------ Fragmento del texto

Chicos, como ya os habréis dado cuenta, dentro de
la historia de cómo conocí a vuestro tío habitan otras muchas historias. La de
hoy habla de un puñado de canciones desafinadas, de unas botas llenas de agua
de lluvia y de cómo vuestro tío Nino y yo oímos nuestras respectivas voces por
primera vez.
Ya os he contado que vuestro tío Nino y yo
intercambiamos números de teléfono apenas unos días después de conocernos en
aquel foro cavernícola, pero cada uno de nosotros sentía el suficiente apego
hacia su dignidad como para no ser el primero en marcar el del otro. Así que,
durante el primer mes de nuestra no-relación, nos limitamos al Messenger (qué
tiempos aquellos…), a los SMS (qué tiempos aquellos…) y a los correos
electrónicos (qué tiempos aquellos… ¡y estos! Porque dicen los sabios que todo
pasa, nada permanece… ¡excepto el e-mail!).
El problema es que uno
no sabe lo que tiene hasta que lo pierde, y está claro que esa gran verdad
debió de formularla alguien a quien se le colgó Internet durante más de
veinticuatro horas seguidas, porque exactamente eso fue lo que le pasó a
vuestro tío Nino en abril de 2007: se quedó sin conexión durante casi una
semana. Y fue entonces cuando mi presunta dignidad saltó por la ventana y
decidió que la nostalgia y las ganas de hablar con él eran mucho más fuertes.

------------
------ Datos registrados

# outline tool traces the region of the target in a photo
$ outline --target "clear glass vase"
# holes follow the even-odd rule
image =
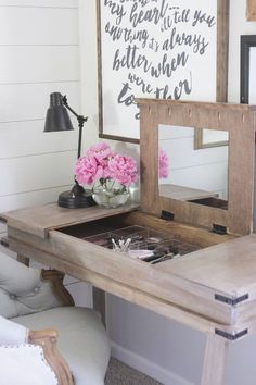
[[[92,198],[98,206],[103,208],[117,208],[127,202],[129,190],[116,183],[105,183],[104,185],[95,185],[92,188]]]

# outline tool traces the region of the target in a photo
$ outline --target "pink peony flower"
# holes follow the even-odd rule
[[[107,144],[100,142],[91,146],[86,156],[77,160],[75,177],[80,185],[91,185],[100,181],[100,184],[106,187],[106,182],[113,181],[128,187],[137,181],[138,171],[131,157],[115,154]]]
[[[159,178],[166,178],[168,177],[168,163],[169,159],[164,150],[162,148],[159,149],[159,158],[158,158],[158,170],[159,170]]]
[[[102,141],[100,144],[91,146],[87,150],[86,156],[94,157],[99,164],[106,165],[108,158],[113,154],[110,146],[106,142]]]
[[[94,181],[104,177],[104,167],[94,157],[81,157],[75,166],[76,181],[80,184],[91,185]]]
[[[121,157],[115,154],[108,162],[110,177],[120,183],[123,186],[129,186],[138,179],[136,161],[131,157]]]

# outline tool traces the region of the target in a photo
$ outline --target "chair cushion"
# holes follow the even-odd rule
[[[110,360],[110,340],[92,309],[59,307],[12,319],[30,330],[55,328],[57,347],[68,362],[76,385],[103,385]]]
[[[0,315],[8,319],[61,306],[40,270],[27,268],[0,251]]]
[[[41,346],[0,346],[0,362],[1,385],[57,385]]]

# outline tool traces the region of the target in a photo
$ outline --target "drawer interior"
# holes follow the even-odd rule
[[[200,249],[171,231],[136,224],[127,214],[72,225],[60,232],[118,251],[146,263],[156,264]]]

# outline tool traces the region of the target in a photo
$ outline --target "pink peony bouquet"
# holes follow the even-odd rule
[[[91,146],[85,157],[80,157],[75,166],[75,177],[80,184],[100,186],[113,190],[119,185],[116,194],[127,191],[127,187],[138,179],[136,161],[131,157],[120,156],[111,150],[102,141]]]
[[[169,159],[167,153],[162,148],[159,149],[158,163],[159,178],[167,178]]]

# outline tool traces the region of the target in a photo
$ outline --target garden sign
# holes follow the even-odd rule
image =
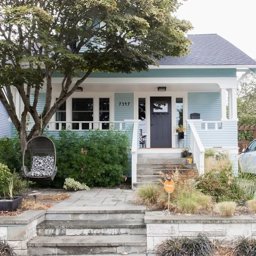
[[[172,178],[169,177],[165,181],[164,186],[165,191],[168,193],[168,212],[169,214],[170,207],[170,194],[174,191],[175,185]]]

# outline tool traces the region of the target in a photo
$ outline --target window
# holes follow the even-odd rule
[[[56,98],[56,100],[58,99],[58,98]],[[66,121],[66,102],[64,102],[59,108],[58,110],[56,112],[55,114],[56,121]],[[59,130],[60,124],[55,124],[55,129]],[[61,123],[61,125],[62,128],[66,128],[66,123]]]
[[[99,121],[109,121],[109,98],[100,98],[99,99]],[[109,128],[109,123],[102,124],[102,130]]]
[[[176,98],[176,126],[183,125],[183,98]]]
[[[93,121],[93,99],[77,98],[72,99],[72,121]],[[93,128],[92,124],[92,129]],[[82,123],[82,129],[88,130],[89,124]],[[72,124],[73,130],[79,129],[78,123]]]
[[[256,140],[253,141],[246,149],[246,152],[256,151]]]
[[[140,128],[142,129],[142,132],[146,132],[146,99],[145,98],[139,98],[139,119]]]

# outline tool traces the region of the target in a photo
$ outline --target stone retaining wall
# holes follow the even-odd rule
[[[147,250],[167,238],[207,236],[210,240],[228,241],[239,236],[256,236],[256,216],[164,216],[162,212],[146,213]]]
[[[45,211],[28,211],[16,216],[0,217],[0,238],[7,240],[18,255],[27,255],[27,242],[37,236],[37,226]]]

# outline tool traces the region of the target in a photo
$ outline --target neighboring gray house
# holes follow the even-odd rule
[[[5,108],[0,101],[0,138],[9,137],[9,115]]]

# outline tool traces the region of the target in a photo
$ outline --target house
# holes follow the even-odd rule
[[[148,72],[91,74],[53,117],[50,133],[57,135],[63,126],[82,132],[107,129],[109,122],[120,129],[131,126],[133,183],[137,181],[138,154],[142,152],[179,154],[180,148],[188,147],[202,174],[205,150],[214,148],[229,154],[237,172],[237,73],[243,74],[242,79],[255,72],[256,62],[217,34],[188,37],[193,43],[189,55],[166,57],[159,67],[150,67]],[[57,73],[53,78],[53,103],[59,94],[62,79]],[[44,105],[44,90],[39,111]],[[21,101],[15,100],[18,104]],[[200,117],[196,115],[197,119],[193,119],[194,113]],[[181,140],[175,128],[178,124],[187,127]],[[146,149],[139,148],[140,129],[146,135]]]
[[[0,138],[5,136],[9,137],[9,115],[5,108],[0,101]]]

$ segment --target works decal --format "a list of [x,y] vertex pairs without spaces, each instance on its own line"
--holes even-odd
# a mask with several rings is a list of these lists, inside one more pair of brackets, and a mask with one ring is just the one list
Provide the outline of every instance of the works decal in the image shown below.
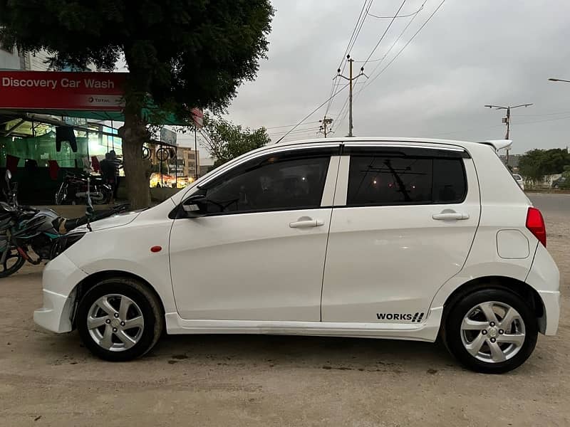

------------

Instrucciones →
(a) Según el fragmento, ¿cuánto tiempo estuvo el tío Nino sin conexión a Internet en abril de 2007?
(b) Transcribe del fragmento el tramo que va desde "Ya os he contado" hasta "permanece… ¡excepto el e-mail!).".
Los datos provienen de una fuente distinta a la del fragmento.

Respuestas por tarea →
(a) Casi una semana.

(b)
Ya os he contado que vuestro tío Nino y yo
intercambiamos números de teléfono apenas unos días después de conocernos en
aquel foro cavernícola, pero cada uno de nosotros sentía el suficiente apego
hacia su dignidad como para no ser el primero en marcar el del otro. Así que,
durante el primer mes de nuestra no-relación, nos limitamos al Messenger (qué
tiempos aquellos…), a los SMS (qué tiempos aquellos…) y a los correos
electrónicos (qué tiempos aquellos… ¡y estos! Porque dicen los sabios que todo
pasa, nada permanece… ¡excepto el e-mail!).